■ Prompt 1:
Please answer these questions about the Perl Monks thread on a regular expression problem:
(a) What is the first document title the poster is searching for?
(b) What kind of matching does hdb ask whether the poster has tried?
(c) According to graff, what is the code of the traditional ASCII hyphen?

Mindsword has asked for the wisdom of the Perl Monks concerning the following question:

Hello, I have been working on a code for work and I found an odd glitch in my regular expression. I am looking through several blocks of texts for the Titles of some documents. The first title is "Screening Ligands by X-ray Crystallography." The text with that clearly has Screening Ligands by X-ray Crystallography in it. However, my regualr expression (below) does not pick it up. I have removed the 40 lines of code before this for brevities sake.

#!/usr/bin/perl use warnings; use strict; use feature qw(say); ... ... if ($text =~ /Screening Ligands by X ray Crystallography/) { say "MATCH!"; } else { say "NOPE!"; } }
However, if I do the code below, I do get a match.
if ($text =~ /Screening Ligands by/) { say "MATCH!"; } else { say "NOPE!"; } }
I have narrowed down the issue to the "-" I think. However, I can't search for the titles without the "-" as maybe 2/3rds of them have it. Any thoughts on how to get around this?

EDIT: Based on what you all wrote, I began looking at a few of the others that were failing and have proven its not the "-" Its still not working correctly, but I at least know its not what I thought. I may even know what the issue is, but I'll need to run some tests. I think it may be an issue from the original titles not matching what's actually in the document.

Replies are listed 'Best First'.
Re: Regular Expression Hiccup
by hdb (Monsignor) on May 04, 2015 at 20:48 UTC

    There are also different capitalizations of "crystallography" in this thread. Have you tried matching case-insensitive?

    if ($text =~ /Screening Ligands by X-ray Crystallography/i) { say "MATCH!"; } else { say "NOPE!"; }
Re: Regular Expression Hiccup
by Corion (Patriarch) on May 04, 2015 at 19:40 UTC
    /X ray/

    will never match

    "X-ray"

    If you want a placeholder, the dot (".") is the placeholder character in regular expressions (perlre).

Re: Regular Expression Hiccup
by GotToBTru (Prior) on May 04, 2015 at 20:22 UTC

    Some titles have "X-ray" and some have "X ray"?

    if ($text =~ /Screening Ligands by X[ -]ray Crystallography/) { say "MATCH!"; } else { say "NOPE!"; } }

    The square brackets contain a list of characters; if any one of them matches $text at that spot, the match succeeds.

    Dum Spiro Spero
Re: Regular Expression Hiccup
by graff (Chancellor) on May 05, 2015 at 04:53 UTC
    Depending on where the data is coming from (and if you happen to be dealing with utf-8 encoded text), it's possible that you may be dealing with a "hyphen-like" character that is not the traditional ASCII hyphen (\x2d) - it could be any of [\x{2010}\x{2011}\x{2013}\x{2014}] ("hyphen", "non-breaking hyphen", "em dash", "en dash").

■ Exercise data:
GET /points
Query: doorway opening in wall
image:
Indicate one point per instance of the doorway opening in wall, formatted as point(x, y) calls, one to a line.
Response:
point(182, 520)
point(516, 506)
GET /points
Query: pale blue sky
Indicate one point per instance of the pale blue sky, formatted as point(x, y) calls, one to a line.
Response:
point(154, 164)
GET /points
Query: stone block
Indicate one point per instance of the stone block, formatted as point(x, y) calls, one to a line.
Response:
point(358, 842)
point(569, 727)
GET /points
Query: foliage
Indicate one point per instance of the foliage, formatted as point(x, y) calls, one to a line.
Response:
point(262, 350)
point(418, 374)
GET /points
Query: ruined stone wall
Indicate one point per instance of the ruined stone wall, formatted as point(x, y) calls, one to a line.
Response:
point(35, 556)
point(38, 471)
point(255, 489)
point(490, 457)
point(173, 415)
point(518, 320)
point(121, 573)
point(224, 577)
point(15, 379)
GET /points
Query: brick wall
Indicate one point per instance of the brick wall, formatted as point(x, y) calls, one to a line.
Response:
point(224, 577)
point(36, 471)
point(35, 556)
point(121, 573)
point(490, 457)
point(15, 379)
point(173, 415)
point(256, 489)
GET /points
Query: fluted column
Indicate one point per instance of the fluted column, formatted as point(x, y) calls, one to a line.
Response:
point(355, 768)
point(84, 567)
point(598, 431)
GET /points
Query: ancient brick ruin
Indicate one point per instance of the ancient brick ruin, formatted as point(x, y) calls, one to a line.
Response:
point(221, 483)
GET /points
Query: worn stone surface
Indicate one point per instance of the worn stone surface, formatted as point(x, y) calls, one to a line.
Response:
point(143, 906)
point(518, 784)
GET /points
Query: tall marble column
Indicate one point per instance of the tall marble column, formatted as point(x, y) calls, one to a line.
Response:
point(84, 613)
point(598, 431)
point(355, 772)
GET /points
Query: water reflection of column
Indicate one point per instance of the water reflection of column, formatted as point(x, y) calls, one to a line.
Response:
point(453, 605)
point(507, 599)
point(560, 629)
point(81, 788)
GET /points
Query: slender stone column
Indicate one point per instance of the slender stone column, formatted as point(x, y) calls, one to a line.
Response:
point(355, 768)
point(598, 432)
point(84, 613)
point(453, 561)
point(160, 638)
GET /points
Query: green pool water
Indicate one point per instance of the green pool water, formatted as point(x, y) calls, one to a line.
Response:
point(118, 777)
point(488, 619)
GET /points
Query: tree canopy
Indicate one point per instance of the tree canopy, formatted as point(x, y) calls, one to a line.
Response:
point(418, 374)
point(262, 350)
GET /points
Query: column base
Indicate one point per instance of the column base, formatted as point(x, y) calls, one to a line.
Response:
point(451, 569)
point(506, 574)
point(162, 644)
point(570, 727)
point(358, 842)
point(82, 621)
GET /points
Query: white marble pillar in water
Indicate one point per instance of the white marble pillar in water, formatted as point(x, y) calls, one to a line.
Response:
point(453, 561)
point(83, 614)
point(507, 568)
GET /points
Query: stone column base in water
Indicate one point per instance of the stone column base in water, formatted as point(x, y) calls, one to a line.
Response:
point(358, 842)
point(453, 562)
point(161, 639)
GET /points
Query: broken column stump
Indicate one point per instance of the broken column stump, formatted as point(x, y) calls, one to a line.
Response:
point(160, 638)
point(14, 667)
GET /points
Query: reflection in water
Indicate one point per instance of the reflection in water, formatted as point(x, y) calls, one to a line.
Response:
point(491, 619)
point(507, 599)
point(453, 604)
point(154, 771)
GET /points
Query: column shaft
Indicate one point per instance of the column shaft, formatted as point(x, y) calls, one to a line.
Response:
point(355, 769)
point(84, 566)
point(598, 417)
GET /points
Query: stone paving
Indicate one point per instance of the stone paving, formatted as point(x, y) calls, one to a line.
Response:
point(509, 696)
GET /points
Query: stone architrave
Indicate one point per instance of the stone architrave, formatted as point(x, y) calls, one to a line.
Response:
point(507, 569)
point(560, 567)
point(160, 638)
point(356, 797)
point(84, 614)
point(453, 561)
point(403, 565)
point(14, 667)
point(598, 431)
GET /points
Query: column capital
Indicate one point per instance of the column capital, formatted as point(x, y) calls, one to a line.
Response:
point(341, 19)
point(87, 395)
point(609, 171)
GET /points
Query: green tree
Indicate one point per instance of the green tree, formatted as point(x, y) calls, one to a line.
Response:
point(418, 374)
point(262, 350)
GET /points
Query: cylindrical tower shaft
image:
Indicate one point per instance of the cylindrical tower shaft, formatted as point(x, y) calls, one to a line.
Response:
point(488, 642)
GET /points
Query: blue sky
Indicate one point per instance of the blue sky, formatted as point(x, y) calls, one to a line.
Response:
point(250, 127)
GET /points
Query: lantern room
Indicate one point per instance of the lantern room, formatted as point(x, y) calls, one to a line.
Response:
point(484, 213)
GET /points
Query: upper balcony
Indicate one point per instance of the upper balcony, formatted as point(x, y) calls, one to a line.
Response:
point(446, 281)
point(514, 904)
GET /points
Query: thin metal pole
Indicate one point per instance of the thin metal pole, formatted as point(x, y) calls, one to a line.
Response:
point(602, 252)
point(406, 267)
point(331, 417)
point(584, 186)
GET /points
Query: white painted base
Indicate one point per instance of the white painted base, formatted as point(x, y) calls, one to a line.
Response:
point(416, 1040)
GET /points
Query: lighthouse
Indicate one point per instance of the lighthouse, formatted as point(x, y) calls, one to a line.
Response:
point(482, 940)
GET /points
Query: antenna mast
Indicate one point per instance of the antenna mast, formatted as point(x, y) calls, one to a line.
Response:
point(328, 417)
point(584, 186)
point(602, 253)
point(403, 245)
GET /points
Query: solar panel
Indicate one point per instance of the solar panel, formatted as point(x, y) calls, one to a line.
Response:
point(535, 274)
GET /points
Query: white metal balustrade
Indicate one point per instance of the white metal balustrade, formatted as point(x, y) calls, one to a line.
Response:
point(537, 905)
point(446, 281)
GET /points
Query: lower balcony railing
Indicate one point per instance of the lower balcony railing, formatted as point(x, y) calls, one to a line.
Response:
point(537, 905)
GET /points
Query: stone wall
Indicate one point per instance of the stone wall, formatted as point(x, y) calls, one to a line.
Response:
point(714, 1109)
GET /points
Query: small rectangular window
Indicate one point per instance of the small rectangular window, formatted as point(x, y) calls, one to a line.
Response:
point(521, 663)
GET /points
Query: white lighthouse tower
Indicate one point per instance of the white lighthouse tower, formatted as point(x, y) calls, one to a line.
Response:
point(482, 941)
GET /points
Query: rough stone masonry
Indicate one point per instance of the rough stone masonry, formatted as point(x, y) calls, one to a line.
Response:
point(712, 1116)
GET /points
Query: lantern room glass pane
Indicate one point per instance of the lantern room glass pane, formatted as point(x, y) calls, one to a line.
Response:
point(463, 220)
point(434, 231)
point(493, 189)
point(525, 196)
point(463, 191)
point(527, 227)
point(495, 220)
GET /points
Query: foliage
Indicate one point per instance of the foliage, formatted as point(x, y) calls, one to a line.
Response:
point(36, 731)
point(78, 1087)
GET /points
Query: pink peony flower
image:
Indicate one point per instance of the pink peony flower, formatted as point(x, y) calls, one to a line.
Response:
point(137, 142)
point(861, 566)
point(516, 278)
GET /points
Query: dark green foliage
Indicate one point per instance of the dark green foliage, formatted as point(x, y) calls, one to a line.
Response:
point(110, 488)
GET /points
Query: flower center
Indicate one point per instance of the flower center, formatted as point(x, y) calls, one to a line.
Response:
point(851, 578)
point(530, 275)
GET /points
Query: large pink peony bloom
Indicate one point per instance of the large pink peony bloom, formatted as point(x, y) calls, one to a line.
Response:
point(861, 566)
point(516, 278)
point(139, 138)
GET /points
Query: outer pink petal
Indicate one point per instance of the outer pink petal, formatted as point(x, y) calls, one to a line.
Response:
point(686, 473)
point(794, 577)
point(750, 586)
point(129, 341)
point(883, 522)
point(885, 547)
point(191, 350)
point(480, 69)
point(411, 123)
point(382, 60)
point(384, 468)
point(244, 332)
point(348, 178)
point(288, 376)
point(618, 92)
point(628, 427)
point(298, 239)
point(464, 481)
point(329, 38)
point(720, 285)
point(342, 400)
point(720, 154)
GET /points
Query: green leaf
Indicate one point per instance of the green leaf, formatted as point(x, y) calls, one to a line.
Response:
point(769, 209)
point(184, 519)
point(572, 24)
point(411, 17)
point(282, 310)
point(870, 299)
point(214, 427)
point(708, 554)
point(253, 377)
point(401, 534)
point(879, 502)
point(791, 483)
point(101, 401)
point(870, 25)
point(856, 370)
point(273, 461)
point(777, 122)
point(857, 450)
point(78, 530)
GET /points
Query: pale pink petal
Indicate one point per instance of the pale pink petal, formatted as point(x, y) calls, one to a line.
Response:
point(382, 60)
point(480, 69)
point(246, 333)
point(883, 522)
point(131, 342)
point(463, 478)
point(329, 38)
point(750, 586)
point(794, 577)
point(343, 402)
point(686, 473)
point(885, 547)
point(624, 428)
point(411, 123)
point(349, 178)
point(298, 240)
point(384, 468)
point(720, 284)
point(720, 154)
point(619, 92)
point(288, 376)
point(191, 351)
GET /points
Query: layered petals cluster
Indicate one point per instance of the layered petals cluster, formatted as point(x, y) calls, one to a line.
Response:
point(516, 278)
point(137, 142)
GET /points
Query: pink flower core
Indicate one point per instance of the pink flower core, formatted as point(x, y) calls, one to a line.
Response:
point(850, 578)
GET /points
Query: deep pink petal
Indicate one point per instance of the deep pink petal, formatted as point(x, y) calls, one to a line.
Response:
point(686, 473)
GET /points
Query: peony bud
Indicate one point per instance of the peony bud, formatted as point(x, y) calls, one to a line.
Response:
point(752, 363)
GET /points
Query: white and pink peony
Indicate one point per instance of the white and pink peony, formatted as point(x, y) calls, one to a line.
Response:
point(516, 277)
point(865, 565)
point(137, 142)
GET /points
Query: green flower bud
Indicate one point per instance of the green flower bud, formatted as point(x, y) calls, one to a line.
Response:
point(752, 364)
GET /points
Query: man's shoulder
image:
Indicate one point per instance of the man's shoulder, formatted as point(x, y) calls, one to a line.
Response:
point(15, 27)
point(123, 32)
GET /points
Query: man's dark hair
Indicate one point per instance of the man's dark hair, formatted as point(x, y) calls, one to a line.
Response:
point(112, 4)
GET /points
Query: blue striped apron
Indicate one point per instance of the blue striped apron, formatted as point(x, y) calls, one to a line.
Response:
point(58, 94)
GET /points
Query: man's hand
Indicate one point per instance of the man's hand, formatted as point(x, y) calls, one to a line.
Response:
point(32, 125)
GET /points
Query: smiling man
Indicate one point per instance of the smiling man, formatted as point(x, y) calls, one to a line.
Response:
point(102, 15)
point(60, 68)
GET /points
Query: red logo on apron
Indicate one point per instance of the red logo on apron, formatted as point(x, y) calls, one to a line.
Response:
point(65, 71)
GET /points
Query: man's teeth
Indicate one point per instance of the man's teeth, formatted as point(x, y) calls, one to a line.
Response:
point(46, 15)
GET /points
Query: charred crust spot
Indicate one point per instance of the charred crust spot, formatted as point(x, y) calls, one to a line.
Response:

■ Prompt 2: Reproduce the lines of the listing from its first line through the line that contains "point(256, 489)", including both ends.

■ Exercise solution 1:
(a) "Screening Ligands by X-ray Crystallography."
(b) Case-insensitive matching.
(c) \x2d

■ Exercise solution 2:
GET /points
Query: doorway opening in wall
image:
Indicate one point per instance of the doorway opening in wall, formatted as point(x, y) calls, one to a line.
Response:
point(182, 520)
point(516, 506)
GET /points
Query: pale blue sky
Indicate one point per instance of the pale blue sky, formatted as point(x, y) calls, one to a line.
Response:
point(154, 164)
GET /points
Query: stone block
Indicate one point per instance of the stone block, formatted as point(x, y) calls, one to a line.
Response:
point(358, 842)
point(569, 727)
GET /points
Query: foliage
Indicate one point per instance of the foliage, formatted as point(x, y) calls, one to a line.
Response:
point(262, 350)
point(418, 374)
GET /points
Query: ruined stone wall
Indicate one point per instance of the ruined stone wall, formatted as point(x, y) calls, one to a line.
Response:
point(35, 556)
point(38, 471)
point(255, 489)
point(490, 457)
point(173, 415)
point(518, 320)
point(121, 573)
point(224, 577)
point(15, 379)
GET /points
Query: brick wall
Indicate one point per instance of the brick wall, formatted as point(x, y) calls, one to a line.
Response:
point(224, 577)
point(36, 471)
point(35, 556)
point(121, 573)
point(490, 457)
point(15, 379)
point(173, 415)
point(256, 489)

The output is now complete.